■ Given task
State how many lines in the records below contain the string "toothbrush". Reply with the number alone.

■ Material provided

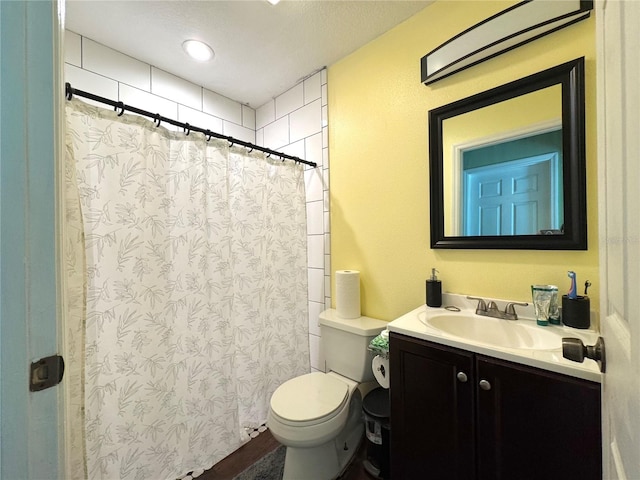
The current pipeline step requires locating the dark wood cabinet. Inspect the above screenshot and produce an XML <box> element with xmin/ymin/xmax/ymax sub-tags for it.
<box><xmin>390</xmin><ymin>332</ymin><xmax>602</xmax><ymax>480</ymax></box>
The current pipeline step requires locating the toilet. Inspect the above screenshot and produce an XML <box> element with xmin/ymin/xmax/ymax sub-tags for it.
<box><xmin>267</xmin><ymin>309</ymin><xmax>387</xmax><ymax>480</ymax></box>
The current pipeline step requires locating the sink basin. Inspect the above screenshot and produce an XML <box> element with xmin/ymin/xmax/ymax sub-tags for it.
<box><xmin>420</xmin><ymin>313</ymin><xmax>562</xmax><ymax>350</ymax></box>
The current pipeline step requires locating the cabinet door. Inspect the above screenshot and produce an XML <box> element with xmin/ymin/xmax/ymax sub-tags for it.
<box><xmin>476</xmin><ymin>356</ymin><xmax>602</xmax><ymax>480</ymax></box>
<box><xmin>389</xmin><ymin>333</ymin><xmax>475</xmax><ymax>480</ymax></box>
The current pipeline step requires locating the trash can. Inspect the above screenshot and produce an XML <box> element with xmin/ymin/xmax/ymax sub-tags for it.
<box><xmin>362</xmin><ymin>387</ymin><xmax>390</xmax><ymax>479</ymax></box>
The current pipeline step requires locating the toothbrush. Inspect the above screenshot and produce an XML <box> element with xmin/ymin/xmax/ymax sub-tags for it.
<box><xmin>567</xmin><ymin>270</ymin><xmax>578</xmax><ymax>300</ymax></box>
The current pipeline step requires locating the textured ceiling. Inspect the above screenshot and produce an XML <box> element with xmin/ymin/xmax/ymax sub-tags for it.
<box><xmin>65</xmin><ymin>0</ymin><xmax>431</xmax><ymax>108</ymax></box>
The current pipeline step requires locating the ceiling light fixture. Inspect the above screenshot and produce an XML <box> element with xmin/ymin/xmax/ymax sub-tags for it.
<box><xmin>182</xmin><ymin>40</ymin><xmax>214</xmax><ymax>62</ymax></box>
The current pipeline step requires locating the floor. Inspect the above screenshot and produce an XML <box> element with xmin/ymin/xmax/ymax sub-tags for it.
<box><xmin>198</xmin><ymin>430</ymin><xmax>373</xmax><ymax>480</ymax></box>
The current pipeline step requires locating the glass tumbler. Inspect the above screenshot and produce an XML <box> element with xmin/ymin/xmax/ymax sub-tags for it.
<box><xmin>531</xmin><ymin>285</ymin><xmax>558</xmax><ymax>325</ymax></box>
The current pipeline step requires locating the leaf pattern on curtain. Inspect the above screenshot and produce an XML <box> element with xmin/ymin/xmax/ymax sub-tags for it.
<box><xmin>67</xmin><ymin>100</ymin><xmax>310</xmax><ymax>479</ymax></box>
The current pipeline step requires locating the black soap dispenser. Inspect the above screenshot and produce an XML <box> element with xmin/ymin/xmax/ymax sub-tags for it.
<box><xmin>427</xmin><ymin>268</ymin><xmax>442</xmax><ymax>307</ymax></box>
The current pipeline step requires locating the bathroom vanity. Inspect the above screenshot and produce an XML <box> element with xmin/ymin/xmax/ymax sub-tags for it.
<box><xmin>389</xmin><ymin>300</ymin><xmax>602</xmax><ymax>480</ymax></box>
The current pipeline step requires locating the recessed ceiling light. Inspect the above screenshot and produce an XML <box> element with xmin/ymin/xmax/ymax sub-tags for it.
<box><xmin>182</xmin><ymin>40</ymin><xmax>213</xmax><ymax>62</ymax></box>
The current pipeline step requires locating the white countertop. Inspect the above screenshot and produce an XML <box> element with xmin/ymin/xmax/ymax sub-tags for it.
<box><xmin>387</xmin><ymin>294</ymin><xmax>602</xmax><ymax>383</ymax></box>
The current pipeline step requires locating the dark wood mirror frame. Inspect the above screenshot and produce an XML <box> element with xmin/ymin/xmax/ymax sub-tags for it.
<box><xmin>429</xmin><ymin>57</ymin><xmax>587</xmax><ymax>250</ymax></box>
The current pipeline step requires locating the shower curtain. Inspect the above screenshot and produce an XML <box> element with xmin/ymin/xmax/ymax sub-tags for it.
<box><xmin>63</xmin><ymin>99</ymin><xmax>310</xmax><ymax>479</ymax></box>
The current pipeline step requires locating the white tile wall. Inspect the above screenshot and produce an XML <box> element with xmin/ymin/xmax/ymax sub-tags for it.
<box><xmin>64</xmin><ymin>31</ymin><xmax>256</xmax><ymax>143</ymax></box>
<box><xmin>289</xmin><ymin>99</ymin><xmax>322</xmax><ymax>142</ymax></box>
<box><xmin>202</xmin><ymin>90</ymin><xmax>243</xmax><ymax>125</ymax></box>
<box><xmin>256</xmin><ymin>69</ymin><xmax>331</xmax><ymax>371</ymax></box>
<box><xmin>276</xmin><ymin>83</ymin><xmax>304</xmax><ymax>118</ymax></box>
<box><xmin>151</xmin><ymin>67</ymin><xmax>202</xmax><ymax>110</ymax></box>
<box><xmin>65</xmin><ymin>31</ymin><xmax>331</xmax><ymax>371</ymax></box>
<box><xmin>81</xmin><ymin>37</ymin><xmax>151</xmax><ymax>92</ymax></box>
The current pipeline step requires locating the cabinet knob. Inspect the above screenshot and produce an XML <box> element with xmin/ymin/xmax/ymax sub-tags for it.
<box><xmin>478</xmin><ymin>380</ymin><xmax>491</xmax><ymax>390</ymax></box>
<box><xmin>562</xmin><ymin>337</ymin><xmax>607</xmax><ymax>373</ymax></box>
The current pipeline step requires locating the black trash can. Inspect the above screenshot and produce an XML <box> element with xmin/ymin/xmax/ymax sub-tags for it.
<box><xmin>362</xmin><ymin>387</ymin><xmax>390</xmax><ymax>479</ymax></box>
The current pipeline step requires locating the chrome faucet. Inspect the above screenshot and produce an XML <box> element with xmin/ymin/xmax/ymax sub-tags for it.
<box><xmin>467</xmin><ymin>296</ymin><xmax>529</xmax><ymax>320</ymax></box>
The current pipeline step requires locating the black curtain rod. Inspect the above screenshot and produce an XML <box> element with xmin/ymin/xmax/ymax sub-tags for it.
<box><xmin>65</xmin><ymin>82</ymin><xmax>318</xmax><ymax>168</ymax></box>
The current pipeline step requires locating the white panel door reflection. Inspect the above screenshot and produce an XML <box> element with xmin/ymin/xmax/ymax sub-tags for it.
<box><xmin>462</xmin><ymin>152</ymin><xmax>561</xmax><ymax>236</ymax></box>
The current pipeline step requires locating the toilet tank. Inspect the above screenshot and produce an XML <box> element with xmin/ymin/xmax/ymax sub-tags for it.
<box><xmin>320</xmin><ymin>308</ymin><xmax>387</xmax><ymax>382</ymax></box>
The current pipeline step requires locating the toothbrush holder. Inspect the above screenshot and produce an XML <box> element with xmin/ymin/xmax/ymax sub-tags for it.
<box><xmin>562</xmin><ymin>295</ymin><xmax>591</xmax><ymax>329</ymax></box>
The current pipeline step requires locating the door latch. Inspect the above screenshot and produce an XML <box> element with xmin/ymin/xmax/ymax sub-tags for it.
<box><xmin>29</xmin><ymin>355</ymin><xmax>64</xmax><ymax>392</ymax></box>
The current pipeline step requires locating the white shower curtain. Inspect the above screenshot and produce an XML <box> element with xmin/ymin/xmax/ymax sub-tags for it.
<box><xmin>64</xmin><ymin>100</ymin><xmax>310</xmax><ymax>479</ymax></box>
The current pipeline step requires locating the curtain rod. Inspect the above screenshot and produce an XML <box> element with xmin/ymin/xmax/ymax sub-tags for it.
<box><xmin>65</xmin><ymin>82</ymin><xmax>318</xmax><ymax>168</ymax></box>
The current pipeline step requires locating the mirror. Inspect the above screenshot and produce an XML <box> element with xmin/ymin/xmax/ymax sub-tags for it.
<box><xmin>429</xmin><ymin>58</ymin><xmax>587</xmax><ymax>250</ymax></box>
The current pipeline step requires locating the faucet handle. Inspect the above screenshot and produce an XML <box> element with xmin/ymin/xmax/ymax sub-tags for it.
<box><xmin>467</xmin><ymin>296</ymin><xmax>487</xmax><ymax>314</ymax></box>
<box><xmin>504</xmin><ymin>302</ymin><xmax>529</xmax><ymax>320</ymax></box>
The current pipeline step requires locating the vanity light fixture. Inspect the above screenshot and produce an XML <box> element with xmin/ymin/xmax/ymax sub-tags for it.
<box><xmin>420</xmin><ymin>0</ymin><xmax>593</xmax><ymax>85</ymax></box>
<box><xmin>182</xmin><ymin>40</ymin><xmax>214</xmax><ymax>62</ymax></box>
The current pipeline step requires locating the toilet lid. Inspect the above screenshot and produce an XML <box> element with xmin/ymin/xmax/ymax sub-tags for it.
<box><xmin>271</xmin><ymin>372</ymin><xmax>349</xmax><ymax>422</ymax></box>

■ Result below
2